*** Begin section ***
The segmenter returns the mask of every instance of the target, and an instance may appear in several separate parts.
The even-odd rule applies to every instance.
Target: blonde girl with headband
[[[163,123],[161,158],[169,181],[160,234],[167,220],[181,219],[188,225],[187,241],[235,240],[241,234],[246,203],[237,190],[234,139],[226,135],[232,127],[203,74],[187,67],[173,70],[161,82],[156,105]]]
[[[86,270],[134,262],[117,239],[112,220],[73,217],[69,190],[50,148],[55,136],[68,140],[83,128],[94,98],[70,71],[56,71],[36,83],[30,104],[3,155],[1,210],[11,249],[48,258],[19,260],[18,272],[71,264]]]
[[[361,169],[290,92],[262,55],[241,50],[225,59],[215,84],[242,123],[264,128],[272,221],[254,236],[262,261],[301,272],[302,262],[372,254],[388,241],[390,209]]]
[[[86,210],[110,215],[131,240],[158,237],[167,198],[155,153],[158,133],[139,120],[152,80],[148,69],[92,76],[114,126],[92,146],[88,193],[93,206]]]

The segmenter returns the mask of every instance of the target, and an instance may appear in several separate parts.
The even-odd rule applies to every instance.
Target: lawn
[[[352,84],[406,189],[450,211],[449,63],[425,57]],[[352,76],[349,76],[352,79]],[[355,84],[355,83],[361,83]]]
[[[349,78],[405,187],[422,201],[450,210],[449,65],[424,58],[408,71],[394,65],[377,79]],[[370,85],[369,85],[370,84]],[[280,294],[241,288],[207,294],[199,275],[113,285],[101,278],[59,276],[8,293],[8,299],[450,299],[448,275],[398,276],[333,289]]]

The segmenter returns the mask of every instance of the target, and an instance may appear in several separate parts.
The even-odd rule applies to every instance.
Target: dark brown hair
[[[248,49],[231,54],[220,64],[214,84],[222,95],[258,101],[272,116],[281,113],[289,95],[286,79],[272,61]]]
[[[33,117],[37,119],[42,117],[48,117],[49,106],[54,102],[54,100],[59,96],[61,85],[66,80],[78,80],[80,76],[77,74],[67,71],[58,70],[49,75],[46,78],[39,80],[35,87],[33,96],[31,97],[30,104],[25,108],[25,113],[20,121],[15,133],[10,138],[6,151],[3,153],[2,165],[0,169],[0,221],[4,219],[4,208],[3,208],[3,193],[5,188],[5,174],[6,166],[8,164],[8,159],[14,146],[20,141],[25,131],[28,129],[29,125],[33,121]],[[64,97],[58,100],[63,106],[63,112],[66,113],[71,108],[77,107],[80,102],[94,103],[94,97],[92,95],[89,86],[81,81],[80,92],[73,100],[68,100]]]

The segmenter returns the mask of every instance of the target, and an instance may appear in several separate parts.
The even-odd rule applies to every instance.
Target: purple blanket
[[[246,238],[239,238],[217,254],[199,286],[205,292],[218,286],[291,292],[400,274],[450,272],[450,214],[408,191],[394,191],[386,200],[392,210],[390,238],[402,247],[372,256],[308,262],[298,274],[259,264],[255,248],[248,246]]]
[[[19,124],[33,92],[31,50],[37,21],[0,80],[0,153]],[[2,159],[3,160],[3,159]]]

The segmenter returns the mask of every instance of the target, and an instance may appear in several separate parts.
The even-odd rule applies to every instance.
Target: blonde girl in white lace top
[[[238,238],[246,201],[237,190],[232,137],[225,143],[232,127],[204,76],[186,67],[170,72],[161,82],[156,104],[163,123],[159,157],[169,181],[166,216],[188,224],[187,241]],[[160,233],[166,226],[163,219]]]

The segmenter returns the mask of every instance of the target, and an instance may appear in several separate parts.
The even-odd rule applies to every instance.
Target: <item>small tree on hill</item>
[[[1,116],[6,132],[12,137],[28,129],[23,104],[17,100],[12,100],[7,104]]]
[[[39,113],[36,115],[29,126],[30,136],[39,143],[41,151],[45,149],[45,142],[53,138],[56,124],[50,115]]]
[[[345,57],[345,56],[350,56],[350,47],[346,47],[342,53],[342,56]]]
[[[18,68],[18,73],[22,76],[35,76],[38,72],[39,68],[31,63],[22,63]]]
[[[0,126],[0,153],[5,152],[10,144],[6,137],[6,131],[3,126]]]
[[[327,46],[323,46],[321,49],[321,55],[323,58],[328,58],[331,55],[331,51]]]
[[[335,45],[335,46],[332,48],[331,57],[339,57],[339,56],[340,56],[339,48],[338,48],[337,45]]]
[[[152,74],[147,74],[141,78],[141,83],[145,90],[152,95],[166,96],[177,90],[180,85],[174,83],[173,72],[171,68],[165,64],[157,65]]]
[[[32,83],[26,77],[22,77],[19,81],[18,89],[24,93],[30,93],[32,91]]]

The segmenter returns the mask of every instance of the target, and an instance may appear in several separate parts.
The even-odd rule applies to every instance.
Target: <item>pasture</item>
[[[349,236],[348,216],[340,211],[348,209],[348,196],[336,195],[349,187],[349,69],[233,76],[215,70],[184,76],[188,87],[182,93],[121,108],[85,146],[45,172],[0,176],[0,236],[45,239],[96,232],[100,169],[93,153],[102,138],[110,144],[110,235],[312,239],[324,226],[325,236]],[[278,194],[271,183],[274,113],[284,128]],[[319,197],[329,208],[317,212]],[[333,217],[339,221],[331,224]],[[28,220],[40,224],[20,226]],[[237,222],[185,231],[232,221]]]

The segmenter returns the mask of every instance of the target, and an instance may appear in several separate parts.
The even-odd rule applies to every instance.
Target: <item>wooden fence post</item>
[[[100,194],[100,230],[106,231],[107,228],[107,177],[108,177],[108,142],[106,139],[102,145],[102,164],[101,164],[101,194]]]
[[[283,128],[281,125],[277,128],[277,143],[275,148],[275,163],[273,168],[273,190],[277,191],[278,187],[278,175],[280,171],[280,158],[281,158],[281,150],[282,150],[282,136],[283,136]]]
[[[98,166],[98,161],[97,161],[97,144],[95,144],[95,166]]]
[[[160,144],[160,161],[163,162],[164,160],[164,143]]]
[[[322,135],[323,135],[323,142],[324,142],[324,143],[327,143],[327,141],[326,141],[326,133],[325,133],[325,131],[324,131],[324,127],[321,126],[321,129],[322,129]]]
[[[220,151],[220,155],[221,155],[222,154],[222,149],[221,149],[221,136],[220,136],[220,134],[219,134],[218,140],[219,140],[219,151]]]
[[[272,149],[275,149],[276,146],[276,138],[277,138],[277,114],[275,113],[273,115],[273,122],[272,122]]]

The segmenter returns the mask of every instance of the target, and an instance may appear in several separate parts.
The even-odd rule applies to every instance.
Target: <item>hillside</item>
*** End section ***
[WHAT YOU NEED TO DO] Each entry in the data must be copied exactly.

[EXERCISE ANSWER]
The segmenter returns the mask of every instance of the target, and an instance may appear in several separate parts.
The even-odd rule applies to every instance.
Target: blonde girl with headband
[[[163,123],[161,158],[169,181],[160,234],[167,220],[181,219],[188,225],[187,241],[235,240],[241,234],[246,203],[237,190],[234,139],[226,135],[232,127],[203,74],[187,67],[173,70],[161,82],[156,105]]]
[[[86,270],[134,262],[117,239],[112,220],[73,217],[69,190],[50,148],[55,136],[68,140],[83,128],[94,98],[70,71],[56,71],[36,83],[30,104],[3,155],[1,210],[11,249],[48,258],[19,260],[18,272],[71,264]]]
[[[361,169],[290,92],[262,55],[241,50],[225,59],[215,84],[242,123],[264,128],[272,221],[254,236],[262,261],[301,272],[302,262],[372,254],[388,241],[390,209]]]
[[[86,210],[110,215],[131,240],[158,237],[167,198],[155,153],[158,133],[139,120],[152,80],[148,69],[92,76],[114,126],[92,146],[88,193],[93,206]]]

The segmenter returns the mask of every instance of the target, and an instance may appear in several separate parts.
The even-odd rule applies to every instance.
Target: lawn
[[[352,84],[406,189],[450,211],[449,63],[425,57]],[[352,76],[349,76],[352,79]],[[355,84],[355,83],[361,83]]]
[[[349,78],[405,187],[422,201],[450,210],[449,65],[424,58],[408,71],[394,65],[377,79]],[[370,85],[369,85],[370,84]],[[280,294],[241,288],[207,294],[199,275],[113,285],[101,278],[59,276],[8,293],[8,299],[450,299],[448,275],[398,276],[333,289]]]

The segmenter returns the mask of every instance of the target, and an instance may appear in several separate parts.
The even-odd rule applies to every instance.
Target: dark brown hair
[[[248,49],[231,54],[220,64],[214,84],[222,95],[258,101],[272,116],[281,113],[289,95],[286,79],[272,61]]]
[[[33,117],[37,119],[42,117],[48,117],[49,106],[54,102],[54,100],[59,96],[61,85],[66,80],[78,80],[80,76],[77,74],[67,71],[58,70],[49,75],[46,78],[39,80],[35,87],[33,96],[31,97],[30,104],[25,108],[25,113],[20,121],[15,133],[10,138],[6,151],[3,153],[2,165],[0,169],[0,221],[4,219],[4,208],[3,208],[3,193],[5,188],[5,174],[6,166],[8,164],[8,159],[14,146],[20,141],[25,131],[28,129],[29,125],[33,121]],[[64,97],[58,100],[63,106],[63,112],[66,113],[71,108],[77,107],[80,102],[94,103],[94,97],[92,95],[89,86],[81,81],[80,92],[73,100],[68,100]]]

The segmenter returns the mask of every instance of the target, and an instance may appear in several separate parts.
The even-odd rule applies to every instance.
Target: purple blanket
[[[246,238],[239,238],[217,254],[199,286],[205,292],[218,286],[291,292],[400,274],[450,272],[450,214],[408,191],[394,191],[386,200],[392,210],[390,238],[402,247],[372,256],[308,262],[298,274],[259,264],[255,248],[248,246]]]
[[[19,124],[33,92],[31,50],[37,21],[0,80],[0,153]],[[2,159],[3,160],[3,159]]]

The segmenter returns the mask of every instance of the target, and an instance may appear in several separate parts.
The even-odd rule applies to every instance.
Target: blonde girl in white lace top
[[[238,238],[246,201],[237,190],[232,137],[225,143],[232,127],[204,76],[186,67],[170,72],[161,82],[156,104],[163,123],[159,157],[169,181],[166,216],[188,224],[187,241]],[[160,233],[166,226],[163,219]]]

The segmenter returns the mask of every instance of the target, and an instance may appear in several separate parts.
The even-odd rule applies to every instance.
Target: <item>small tree on hill</item>
[[[1,116],[6,132],[12,137],[28,129],[23,104],[17,100],[12,100],[7,104]]]
[[[39,113],[36,115],[29,126],[30,136],[39,143],[41,151],[45,149],[45,142],[53,138],[56,124],[50,115]]]
[[[345,57],[345,56],[350,56],[350,47],[346,47],[342,53],[342,56]]]
[[[18,68],[18,73],[22,76],[35,76],[38,72],[39,68],[31,63],[22,63]]]
[[[0,126],[0,153],[5,152],[10,144],[6,137],[6,131],[3,126]]]
[[[327,46],[323,46],[321,49],[321,55],[323,58],[328,58],[331,55],[331,51]]]
[[[335,45],[335,46],[332,48],[331,57],[339,57],[339,56],[340,56],[339,48],[338,48],[337,45]]]
[[[152,74],[147,74],[141,78],[141,83],[145,90],[152,95],[166,96],[177,90],[180,85],[174,83],[173,72],[171,68],[165,64],[157,65]]]
[[[32,83],[26,77],[22,77],[19,81],[18,89],[24,93],[30,93],[32,91]]]

The segmenter returns the mask of every instance of the target, and an instance may appear in several separate parts.
The even-odd rule applies to every instance.
Target: <item>pasture</item>
[[[349,236],[348,216],[340,211],[348,209],[348,196],[336,195],[349,187],[349,69],[233,76],[215,70],[184,76],[188,87],[182,93],[121,108],[85,146],[45,172],[0,176],[0,236],[45,239],[96,232],[100,169],[93,153],[102,138],[110,144],[110,235],[312,239],[324,226],[325,236]],[[278,194],[271,183],[274,113],[284,128]],[[319,197],[329,208],[317,212]],[[333,217],[339,221],[331,224]],[[28,220],[40,224],[20,226]],[[237,222],[185,231],[232,221]]]

The segmenter returns the mask of every instance of the target, and an instance may appear in several separate parts.
The even-odd rule applies to every instance.
Target: <item>wooden fence post</item>
[[[100,194],[100,230],[106,231],[107,228],[107,177],[108,177],[108,142],[106,139],[102,145],[102,164],[101,164],[101,194]]]
[[[283,128],[281,125],[277,128],[277,143],[275,148],[275,163],[273,168],[273,190],[277,191],[278,187],[278,175],[280,171],[280,158],[281,158],[281,150],[282,150],[282,136],[283,136]]]
[[[98,166],[98,161],[97,161],[97,144],[95,144],[95,166]]]
[[[160,144],[160,161],[163,162],[164,160],[164,143]]]
[[[322,135],[323,135],[323,142],[324,142],[324,143],[327,143],[327,141],[326,141],[326,133],[325,133],[325,131],[324,131],[324,127],[321,126],[321,129],[322,129]]]
[[[220,151],[220,155],[221,155],[222,154],[222,149],[221,149],[221,136],[220,136],[220,134],[219,134],[218,140],[219,140],[219,151]]]
[[[272,149],[275,149],[276,146],[276,138],[277,138],[277,114],[275,113],[273,115],[273,122],[272,122]]]

The segmenter returns the mask of every instance of the target, and an instance may appear in several separate parts.
The even-odd rule applies to every instance.
Target: <item>hillside</item>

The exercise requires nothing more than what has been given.